■ What needs to be done:
Rescale the lines from the one with "10. This question is worth 5 marks. Locate the blurred" up to and including the one with "[622,19,640,31]", giving every line again with the requests unchanged. Multiply each bounding-box coordinate in the answers by 0.8 and round to whole numbers, with halves rounding up.
┌─ Dataset extract
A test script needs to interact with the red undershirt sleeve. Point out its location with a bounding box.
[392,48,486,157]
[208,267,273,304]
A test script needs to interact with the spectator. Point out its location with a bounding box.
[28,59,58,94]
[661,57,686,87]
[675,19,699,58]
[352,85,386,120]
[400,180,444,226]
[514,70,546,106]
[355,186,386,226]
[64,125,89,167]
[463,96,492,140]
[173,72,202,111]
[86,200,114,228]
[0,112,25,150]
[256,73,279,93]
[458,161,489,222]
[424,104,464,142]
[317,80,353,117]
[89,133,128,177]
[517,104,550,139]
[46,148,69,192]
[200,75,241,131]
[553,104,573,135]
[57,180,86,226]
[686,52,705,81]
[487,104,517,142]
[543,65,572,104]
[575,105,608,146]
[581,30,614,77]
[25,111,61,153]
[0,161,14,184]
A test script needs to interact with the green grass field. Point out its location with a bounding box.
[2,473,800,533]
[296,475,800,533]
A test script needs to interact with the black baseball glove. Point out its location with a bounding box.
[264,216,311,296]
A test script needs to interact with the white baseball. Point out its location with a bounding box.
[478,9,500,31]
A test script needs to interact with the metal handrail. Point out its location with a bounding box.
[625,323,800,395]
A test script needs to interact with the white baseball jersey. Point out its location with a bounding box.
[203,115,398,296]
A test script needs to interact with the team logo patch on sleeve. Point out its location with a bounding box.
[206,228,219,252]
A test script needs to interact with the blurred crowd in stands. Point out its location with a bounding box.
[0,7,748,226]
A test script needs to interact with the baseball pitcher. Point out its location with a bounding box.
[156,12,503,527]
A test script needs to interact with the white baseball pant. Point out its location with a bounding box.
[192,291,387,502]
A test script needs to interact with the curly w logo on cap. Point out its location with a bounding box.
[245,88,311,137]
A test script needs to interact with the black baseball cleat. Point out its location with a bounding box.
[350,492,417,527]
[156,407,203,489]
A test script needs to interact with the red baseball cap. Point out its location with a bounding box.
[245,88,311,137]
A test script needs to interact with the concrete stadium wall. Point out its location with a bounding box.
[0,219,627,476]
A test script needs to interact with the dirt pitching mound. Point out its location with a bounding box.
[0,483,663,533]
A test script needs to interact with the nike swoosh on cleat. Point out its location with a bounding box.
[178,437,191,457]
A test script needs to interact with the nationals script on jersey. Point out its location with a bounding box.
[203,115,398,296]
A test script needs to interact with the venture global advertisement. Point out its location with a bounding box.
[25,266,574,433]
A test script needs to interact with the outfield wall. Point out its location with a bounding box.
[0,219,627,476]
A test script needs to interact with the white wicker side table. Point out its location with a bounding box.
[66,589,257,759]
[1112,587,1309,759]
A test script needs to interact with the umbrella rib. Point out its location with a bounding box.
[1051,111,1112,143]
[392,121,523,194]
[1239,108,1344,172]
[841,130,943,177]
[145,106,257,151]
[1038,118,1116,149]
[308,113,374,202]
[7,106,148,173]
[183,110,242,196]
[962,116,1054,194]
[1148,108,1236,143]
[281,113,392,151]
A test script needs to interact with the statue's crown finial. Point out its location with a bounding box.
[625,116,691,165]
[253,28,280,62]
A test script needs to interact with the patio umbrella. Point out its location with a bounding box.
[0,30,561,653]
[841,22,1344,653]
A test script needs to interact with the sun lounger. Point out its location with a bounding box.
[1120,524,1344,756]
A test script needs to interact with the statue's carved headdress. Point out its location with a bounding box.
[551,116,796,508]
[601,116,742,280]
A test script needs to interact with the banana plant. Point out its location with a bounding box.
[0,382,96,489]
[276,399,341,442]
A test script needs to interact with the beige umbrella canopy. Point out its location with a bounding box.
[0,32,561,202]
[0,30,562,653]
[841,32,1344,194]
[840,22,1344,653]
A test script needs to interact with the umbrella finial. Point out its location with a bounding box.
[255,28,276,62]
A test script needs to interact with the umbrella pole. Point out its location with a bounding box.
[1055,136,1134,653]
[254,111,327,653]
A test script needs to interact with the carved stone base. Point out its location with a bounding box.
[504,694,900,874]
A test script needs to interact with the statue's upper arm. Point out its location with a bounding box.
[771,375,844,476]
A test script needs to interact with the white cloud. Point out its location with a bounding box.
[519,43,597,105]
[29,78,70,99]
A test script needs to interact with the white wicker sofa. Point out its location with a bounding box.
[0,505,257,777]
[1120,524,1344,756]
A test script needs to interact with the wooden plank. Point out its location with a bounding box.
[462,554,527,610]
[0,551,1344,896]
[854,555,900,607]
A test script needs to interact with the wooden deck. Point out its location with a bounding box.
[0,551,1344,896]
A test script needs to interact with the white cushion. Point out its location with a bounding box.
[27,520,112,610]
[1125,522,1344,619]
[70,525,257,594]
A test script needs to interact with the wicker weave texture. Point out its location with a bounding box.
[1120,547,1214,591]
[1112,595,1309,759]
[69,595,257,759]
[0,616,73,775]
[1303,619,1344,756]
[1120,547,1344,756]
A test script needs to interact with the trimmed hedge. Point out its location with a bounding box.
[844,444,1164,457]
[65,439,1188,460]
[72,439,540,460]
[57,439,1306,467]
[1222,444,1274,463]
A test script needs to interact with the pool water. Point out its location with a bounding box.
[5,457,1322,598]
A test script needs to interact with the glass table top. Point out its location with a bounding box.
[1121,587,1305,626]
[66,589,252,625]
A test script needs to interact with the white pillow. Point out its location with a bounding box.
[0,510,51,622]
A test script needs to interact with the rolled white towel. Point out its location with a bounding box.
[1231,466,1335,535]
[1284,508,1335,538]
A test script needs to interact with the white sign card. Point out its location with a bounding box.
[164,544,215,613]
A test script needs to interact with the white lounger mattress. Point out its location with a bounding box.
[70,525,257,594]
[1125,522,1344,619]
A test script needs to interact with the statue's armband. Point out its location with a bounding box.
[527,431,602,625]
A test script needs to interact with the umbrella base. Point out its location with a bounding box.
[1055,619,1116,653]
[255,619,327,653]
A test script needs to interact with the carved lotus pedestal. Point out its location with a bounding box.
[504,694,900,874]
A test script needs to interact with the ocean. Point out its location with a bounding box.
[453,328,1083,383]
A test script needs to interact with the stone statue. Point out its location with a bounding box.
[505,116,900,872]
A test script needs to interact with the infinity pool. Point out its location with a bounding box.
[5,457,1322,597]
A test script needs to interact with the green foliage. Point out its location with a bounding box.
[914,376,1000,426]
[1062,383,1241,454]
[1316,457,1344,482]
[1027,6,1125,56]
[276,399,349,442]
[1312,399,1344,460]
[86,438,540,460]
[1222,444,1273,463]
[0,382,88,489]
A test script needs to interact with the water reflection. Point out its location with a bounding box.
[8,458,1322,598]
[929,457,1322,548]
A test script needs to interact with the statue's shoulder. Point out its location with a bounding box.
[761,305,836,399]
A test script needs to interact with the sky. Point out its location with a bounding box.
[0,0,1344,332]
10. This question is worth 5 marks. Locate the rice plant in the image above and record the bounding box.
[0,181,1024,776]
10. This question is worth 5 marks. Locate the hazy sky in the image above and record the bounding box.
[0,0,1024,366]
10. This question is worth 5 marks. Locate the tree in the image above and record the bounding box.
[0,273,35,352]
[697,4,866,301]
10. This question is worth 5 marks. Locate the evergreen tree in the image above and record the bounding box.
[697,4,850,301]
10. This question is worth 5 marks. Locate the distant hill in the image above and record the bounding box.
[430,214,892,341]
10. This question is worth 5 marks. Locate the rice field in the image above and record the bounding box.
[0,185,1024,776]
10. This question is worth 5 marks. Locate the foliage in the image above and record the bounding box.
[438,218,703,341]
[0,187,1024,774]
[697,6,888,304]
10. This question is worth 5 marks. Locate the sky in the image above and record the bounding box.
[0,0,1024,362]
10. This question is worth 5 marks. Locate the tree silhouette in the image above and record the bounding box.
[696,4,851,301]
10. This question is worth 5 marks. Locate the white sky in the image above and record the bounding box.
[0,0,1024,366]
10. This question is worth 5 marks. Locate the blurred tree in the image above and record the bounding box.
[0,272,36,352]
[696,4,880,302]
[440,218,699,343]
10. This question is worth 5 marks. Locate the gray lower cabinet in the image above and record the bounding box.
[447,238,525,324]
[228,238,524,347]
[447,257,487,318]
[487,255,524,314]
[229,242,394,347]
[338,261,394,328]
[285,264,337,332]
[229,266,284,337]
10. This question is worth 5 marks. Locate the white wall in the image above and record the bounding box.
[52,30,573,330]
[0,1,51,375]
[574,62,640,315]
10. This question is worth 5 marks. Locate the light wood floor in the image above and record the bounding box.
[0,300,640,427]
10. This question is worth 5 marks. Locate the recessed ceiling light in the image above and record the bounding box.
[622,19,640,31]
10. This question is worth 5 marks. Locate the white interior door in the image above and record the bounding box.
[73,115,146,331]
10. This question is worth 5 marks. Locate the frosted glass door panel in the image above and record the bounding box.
└─
■ Answer below:
10. This question is worth 5 marks. Locate the blurred tree in the image above and record the bounding box.
[0,218,29,282]
[557,3,704,242]
[352,174,559,274]
10. This question is worth 5 marks. Locate the gray lower cabinet in the image above and record the bounding box.
[358,190,420,259]
[182,190,419,278]
[358,206,390,254]
[390,204,419,251]
[183,194,315,278]
[270,209,315,262]
[228,211,270,266]
[183,213,227,270]
10. This question is worth 5 marks. Locate the white wall in the image above and record the bounding box.
[42,24,458,264]
[0,1,41,300]
[459,50,512,252]
10. This question is worth 5 marks. Locate the light wood floor in the image above and record the bounding box.
[0,240,512,342]
10. This question is worth 5 marks. Locate the recessed ceiling light in the image above and record the bounding box.
[498,15,512,25]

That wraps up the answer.